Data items
--- START ---

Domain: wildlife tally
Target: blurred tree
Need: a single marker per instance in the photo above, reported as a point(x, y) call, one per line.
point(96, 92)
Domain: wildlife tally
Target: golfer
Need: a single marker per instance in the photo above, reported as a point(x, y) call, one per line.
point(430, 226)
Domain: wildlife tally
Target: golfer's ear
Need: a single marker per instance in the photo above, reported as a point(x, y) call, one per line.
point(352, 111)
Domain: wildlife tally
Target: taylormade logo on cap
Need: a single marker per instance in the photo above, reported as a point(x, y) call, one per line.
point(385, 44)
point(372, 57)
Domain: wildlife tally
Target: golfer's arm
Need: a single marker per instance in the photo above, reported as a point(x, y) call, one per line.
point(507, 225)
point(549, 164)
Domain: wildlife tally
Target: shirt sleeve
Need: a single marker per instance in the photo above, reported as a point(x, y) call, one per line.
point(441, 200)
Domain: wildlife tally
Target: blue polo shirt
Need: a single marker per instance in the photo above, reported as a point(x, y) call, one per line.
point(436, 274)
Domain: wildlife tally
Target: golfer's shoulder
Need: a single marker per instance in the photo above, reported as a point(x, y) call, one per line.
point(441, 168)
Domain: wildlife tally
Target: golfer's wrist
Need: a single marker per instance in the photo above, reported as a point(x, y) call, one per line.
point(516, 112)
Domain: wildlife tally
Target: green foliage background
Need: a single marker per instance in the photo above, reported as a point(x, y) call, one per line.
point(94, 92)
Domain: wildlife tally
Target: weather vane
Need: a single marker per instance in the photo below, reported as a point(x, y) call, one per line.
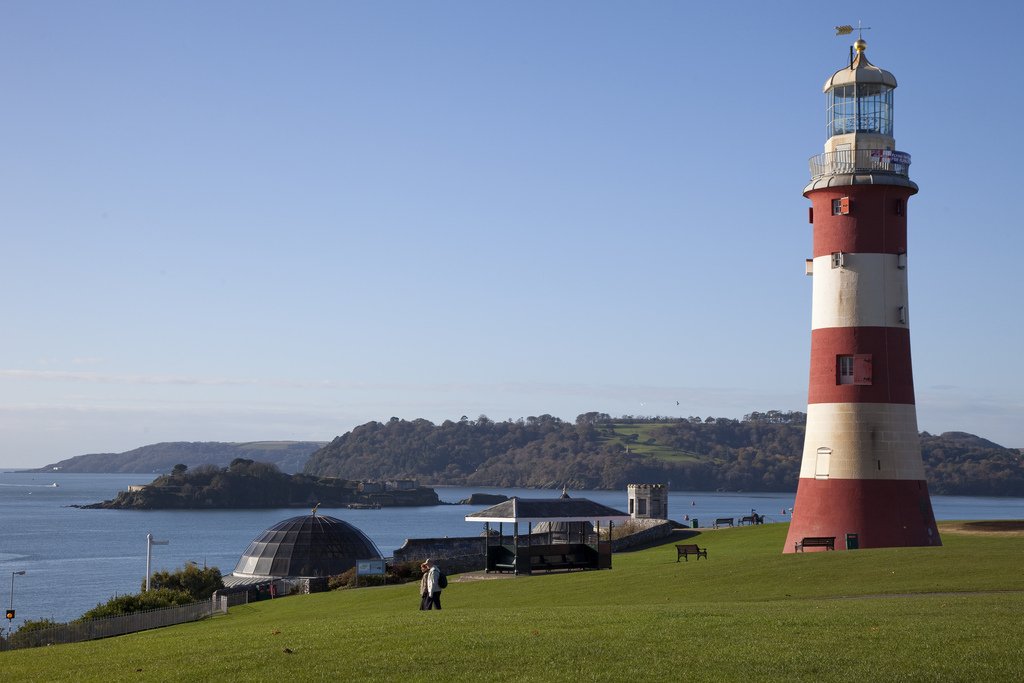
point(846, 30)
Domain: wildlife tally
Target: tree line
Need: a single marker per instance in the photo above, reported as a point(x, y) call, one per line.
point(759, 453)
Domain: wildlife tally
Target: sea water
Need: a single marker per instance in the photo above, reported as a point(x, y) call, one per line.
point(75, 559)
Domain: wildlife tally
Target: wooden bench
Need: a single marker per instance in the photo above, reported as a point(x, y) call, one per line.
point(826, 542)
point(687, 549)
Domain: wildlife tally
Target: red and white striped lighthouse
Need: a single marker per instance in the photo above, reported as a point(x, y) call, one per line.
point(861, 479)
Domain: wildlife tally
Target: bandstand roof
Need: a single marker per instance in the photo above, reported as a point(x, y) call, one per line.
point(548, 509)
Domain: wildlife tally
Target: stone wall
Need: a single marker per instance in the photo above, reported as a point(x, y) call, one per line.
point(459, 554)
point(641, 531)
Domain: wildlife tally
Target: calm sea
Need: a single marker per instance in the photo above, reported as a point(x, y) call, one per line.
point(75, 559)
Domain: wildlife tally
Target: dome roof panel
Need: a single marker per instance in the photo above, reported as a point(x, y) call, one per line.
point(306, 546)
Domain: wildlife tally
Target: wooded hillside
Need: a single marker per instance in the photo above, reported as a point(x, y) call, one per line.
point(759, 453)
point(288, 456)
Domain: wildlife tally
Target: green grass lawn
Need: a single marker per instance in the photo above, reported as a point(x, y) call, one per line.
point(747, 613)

--- END ---
--- START ---

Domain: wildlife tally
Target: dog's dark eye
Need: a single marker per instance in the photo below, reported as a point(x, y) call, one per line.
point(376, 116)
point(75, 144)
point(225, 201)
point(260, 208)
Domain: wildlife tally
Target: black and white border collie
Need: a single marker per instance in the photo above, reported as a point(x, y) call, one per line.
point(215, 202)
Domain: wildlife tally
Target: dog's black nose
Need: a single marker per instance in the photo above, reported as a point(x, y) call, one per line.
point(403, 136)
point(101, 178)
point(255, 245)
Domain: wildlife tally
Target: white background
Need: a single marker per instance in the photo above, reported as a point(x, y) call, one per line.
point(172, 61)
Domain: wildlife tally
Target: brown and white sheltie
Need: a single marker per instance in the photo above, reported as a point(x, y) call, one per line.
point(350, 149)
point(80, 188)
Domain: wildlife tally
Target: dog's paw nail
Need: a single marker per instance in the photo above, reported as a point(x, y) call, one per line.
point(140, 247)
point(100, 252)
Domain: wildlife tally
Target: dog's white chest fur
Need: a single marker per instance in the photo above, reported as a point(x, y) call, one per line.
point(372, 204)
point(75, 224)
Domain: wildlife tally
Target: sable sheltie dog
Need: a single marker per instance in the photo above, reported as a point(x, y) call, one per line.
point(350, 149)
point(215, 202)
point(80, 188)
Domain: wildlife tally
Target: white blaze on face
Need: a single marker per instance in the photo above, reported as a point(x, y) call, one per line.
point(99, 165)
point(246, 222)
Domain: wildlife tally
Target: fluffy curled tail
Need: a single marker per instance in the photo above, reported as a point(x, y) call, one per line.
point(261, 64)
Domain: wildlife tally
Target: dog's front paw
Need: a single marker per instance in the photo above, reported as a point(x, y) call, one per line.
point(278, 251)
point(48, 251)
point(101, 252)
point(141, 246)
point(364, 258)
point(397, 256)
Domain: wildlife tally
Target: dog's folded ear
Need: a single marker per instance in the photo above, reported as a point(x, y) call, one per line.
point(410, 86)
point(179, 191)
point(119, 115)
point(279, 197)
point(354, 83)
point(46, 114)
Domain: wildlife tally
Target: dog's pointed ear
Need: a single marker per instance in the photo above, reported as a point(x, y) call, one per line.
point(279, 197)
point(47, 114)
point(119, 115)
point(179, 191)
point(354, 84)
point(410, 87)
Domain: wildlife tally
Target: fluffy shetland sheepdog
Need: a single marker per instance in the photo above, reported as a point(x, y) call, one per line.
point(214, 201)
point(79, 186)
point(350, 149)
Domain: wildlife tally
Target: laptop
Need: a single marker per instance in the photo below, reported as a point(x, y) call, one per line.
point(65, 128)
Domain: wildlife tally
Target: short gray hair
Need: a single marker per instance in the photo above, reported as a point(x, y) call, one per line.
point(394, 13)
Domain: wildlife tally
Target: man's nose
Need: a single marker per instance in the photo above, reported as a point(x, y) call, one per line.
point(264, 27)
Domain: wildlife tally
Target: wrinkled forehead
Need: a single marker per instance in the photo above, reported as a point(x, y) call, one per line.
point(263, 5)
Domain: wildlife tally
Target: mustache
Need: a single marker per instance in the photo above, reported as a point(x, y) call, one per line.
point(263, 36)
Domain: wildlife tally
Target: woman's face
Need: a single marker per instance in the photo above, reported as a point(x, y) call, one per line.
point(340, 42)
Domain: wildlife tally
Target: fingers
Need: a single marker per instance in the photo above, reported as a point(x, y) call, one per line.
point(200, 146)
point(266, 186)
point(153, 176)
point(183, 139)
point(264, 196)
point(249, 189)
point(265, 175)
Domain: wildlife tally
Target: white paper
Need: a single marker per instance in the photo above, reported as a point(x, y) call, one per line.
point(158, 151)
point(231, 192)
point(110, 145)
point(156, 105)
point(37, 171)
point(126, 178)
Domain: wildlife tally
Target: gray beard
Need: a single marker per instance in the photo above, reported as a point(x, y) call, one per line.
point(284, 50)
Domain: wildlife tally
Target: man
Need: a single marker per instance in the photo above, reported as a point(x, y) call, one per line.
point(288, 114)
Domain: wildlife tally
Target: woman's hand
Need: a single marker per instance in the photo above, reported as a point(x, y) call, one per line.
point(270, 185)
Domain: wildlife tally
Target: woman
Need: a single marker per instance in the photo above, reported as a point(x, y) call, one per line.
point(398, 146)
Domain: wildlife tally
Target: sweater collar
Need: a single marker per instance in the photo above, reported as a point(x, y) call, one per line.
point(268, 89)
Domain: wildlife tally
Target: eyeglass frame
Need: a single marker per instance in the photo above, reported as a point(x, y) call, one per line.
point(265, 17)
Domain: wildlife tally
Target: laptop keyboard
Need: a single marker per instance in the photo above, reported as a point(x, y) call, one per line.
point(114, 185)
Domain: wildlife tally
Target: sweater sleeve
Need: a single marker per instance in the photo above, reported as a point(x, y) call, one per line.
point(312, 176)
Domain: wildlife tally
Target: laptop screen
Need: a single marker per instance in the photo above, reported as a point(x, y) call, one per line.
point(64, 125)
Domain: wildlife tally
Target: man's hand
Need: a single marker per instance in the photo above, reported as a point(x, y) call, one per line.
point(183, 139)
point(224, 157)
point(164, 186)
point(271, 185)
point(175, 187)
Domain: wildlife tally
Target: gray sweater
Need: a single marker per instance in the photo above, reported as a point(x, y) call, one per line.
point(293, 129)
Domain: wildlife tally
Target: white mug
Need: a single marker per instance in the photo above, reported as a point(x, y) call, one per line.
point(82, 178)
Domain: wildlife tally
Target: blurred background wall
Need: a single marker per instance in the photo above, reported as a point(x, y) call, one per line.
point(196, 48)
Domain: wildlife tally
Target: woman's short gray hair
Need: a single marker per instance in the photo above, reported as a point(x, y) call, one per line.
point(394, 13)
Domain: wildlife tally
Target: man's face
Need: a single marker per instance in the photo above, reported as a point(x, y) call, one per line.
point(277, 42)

--- END ---

Problem description: Check the entries above for the word "sheltie" and copy every line where it turns up.

Final answer:
Target: brown and white sheltie
Target: sable sheltie dog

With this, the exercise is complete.